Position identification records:
==*==

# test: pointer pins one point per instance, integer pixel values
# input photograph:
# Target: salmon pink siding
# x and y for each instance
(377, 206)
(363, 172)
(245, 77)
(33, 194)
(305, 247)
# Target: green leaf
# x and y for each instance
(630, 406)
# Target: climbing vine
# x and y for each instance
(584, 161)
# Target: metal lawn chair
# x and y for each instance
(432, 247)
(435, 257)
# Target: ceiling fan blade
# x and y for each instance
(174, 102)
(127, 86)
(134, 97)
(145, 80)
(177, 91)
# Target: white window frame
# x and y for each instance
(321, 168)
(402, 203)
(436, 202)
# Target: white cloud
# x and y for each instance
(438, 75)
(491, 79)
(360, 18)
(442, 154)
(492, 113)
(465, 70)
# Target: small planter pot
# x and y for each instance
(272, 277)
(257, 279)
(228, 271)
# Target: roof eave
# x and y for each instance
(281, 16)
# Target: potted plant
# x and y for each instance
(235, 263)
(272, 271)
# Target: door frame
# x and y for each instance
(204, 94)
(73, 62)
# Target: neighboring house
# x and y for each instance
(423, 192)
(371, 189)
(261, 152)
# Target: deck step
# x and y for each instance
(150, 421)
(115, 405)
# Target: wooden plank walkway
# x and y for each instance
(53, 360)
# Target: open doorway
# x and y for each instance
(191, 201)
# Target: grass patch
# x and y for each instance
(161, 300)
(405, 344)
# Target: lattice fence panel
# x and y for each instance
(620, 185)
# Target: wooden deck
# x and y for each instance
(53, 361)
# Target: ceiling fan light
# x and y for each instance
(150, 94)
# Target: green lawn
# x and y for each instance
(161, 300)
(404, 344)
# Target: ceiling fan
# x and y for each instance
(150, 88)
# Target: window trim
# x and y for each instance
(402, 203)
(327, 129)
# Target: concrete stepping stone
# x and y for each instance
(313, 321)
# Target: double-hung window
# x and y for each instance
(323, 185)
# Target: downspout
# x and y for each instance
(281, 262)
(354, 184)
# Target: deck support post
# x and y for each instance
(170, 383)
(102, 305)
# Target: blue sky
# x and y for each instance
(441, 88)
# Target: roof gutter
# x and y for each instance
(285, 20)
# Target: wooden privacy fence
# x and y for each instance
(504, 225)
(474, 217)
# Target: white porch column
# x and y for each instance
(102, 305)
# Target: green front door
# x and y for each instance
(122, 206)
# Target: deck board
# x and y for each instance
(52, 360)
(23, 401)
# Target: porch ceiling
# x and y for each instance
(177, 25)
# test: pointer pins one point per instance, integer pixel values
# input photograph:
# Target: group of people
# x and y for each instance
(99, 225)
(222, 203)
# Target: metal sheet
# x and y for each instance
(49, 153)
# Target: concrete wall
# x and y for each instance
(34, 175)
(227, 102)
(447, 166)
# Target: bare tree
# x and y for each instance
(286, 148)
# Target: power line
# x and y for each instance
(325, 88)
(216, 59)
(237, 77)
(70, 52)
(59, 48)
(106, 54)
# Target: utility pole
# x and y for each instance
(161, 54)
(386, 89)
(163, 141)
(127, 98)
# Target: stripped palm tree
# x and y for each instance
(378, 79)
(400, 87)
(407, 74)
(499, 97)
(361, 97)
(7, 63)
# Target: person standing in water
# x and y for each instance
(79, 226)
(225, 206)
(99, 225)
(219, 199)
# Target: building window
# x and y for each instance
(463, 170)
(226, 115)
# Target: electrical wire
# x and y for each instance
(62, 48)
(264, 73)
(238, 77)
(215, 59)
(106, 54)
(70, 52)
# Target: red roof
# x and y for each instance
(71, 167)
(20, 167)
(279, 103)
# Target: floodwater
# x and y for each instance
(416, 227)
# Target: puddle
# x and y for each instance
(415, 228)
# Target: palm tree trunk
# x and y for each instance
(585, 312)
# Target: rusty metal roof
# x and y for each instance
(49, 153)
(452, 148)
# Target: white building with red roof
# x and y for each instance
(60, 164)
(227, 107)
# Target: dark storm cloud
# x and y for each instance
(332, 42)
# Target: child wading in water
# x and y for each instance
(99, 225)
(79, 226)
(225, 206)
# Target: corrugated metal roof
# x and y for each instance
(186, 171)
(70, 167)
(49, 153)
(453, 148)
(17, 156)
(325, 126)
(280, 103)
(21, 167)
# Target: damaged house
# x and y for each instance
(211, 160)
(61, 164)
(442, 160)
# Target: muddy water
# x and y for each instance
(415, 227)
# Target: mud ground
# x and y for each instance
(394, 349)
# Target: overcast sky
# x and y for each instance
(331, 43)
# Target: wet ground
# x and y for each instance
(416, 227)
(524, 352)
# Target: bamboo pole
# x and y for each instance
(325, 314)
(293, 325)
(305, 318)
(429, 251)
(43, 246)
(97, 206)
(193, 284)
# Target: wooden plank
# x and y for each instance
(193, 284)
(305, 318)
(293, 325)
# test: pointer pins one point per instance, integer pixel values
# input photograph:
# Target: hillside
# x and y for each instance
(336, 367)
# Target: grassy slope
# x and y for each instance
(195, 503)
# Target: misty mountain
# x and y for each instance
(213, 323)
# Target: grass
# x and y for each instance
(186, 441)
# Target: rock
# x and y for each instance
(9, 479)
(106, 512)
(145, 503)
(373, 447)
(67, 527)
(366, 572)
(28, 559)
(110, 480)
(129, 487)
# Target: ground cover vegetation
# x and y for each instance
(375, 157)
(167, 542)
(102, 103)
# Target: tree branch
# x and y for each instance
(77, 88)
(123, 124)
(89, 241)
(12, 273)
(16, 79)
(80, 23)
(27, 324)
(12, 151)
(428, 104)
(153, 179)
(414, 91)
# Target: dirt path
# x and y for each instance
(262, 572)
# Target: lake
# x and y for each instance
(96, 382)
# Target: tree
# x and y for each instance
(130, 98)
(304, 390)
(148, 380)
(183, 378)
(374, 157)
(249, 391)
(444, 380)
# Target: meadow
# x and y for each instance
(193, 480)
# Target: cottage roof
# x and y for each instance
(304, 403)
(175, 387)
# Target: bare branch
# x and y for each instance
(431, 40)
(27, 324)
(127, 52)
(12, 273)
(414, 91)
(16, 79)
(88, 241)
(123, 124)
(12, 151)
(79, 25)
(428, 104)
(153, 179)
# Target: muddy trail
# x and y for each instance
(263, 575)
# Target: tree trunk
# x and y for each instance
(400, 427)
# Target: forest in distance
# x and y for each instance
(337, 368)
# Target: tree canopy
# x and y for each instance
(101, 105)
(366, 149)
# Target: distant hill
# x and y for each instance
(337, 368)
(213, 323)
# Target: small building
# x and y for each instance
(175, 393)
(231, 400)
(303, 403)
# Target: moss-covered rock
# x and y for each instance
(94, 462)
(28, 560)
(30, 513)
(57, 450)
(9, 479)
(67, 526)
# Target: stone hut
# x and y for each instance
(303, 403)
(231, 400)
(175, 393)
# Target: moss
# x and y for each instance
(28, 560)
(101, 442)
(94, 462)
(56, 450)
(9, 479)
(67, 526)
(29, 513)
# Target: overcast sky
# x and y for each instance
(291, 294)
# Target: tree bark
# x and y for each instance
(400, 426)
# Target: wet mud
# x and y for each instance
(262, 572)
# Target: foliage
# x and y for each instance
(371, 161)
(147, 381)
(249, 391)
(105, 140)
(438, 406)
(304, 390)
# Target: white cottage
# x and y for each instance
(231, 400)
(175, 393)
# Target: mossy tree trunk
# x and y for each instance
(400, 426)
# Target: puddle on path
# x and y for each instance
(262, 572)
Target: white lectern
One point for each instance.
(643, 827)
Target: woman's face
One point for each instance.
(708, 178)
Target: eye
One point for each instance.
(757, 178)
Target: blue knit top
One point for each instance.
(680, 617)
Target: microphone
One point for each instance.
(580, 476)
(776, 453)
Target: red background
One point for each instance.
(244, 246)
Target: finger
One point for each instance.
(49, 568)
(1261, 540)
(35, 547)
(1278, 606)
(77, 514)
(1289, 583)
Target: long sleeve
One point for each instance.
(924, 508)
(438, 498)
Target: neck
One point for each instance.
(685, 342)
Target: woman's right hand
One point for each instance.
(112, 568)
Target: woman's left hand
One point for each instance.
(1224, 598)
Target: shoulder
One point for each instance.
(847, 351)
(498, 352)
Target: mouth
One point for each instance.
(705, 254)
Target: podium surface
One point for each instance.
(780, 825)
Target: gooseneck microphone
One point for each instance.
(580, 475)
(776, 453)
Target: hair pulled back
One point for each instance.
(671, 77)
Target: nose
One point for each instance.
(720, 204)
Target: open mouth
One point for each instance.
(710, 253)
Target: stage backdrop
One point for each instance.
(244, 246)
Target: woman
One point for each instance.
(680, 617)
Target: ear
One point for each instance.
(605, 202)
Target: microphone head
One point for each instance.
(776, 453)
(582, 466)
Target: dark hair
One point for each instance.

==*==

Extract, unchanged, the closing run of lines that opens with the line containing "Target: white lectern" and ends with the last line.

Target: white lectern
One point for each instance.
(643, 827)
Target: woman's face
One point for each instance.
(708, 178)
Target: eye
One point for each instance.
(757, 178)
Target: blue knit top
One point for each instance.
(680, 617)
Target: microphone
One point for each instance.
(580, 476)
(776, 453)
Target: red background
One point for each instance.
(244, 246)
Target: finger
One point for each instance.
(49, 568)
(1261, 540)
(35, 547)
(1278, 606)
(77, 514)
(1289, 583)
Target: long sleeve
One point for each instance.
(924, 508)
(438, 498)
Target: neck
One point for each instance.
(685, 342)
Target: woman's right hand
One point for each instance.
(112, 568)
Target: woman's left hand
One point for each instance.
(1224, 598)
Target: shoulder
One point for each instance.
(847, 351)
(498, 352)
Target: mouth
One point for each instance.
(705, 254)
Target: podium surface
One point for each instance.
(780, 825)
Target: gooseneck microphone
One point for each instance.
(580, 475)
(776, 453)
Target: hair pulled back
One point for each instance.
(671, 77)
Target: nose
One point for each instance.
(720, 204)
Target: open mouth
One point for each instance.
(710, 253)
Target: stage backdrop
One point for each instance.
(244, 246)
Target: woman
One point for each instance.
(680, 617)
Target: ear
One point for each instance.
(605, 202)
Target: microphone head
One point for each instance.
(776, 453)
(582, 466)
Target: dark hair
One point for each instance.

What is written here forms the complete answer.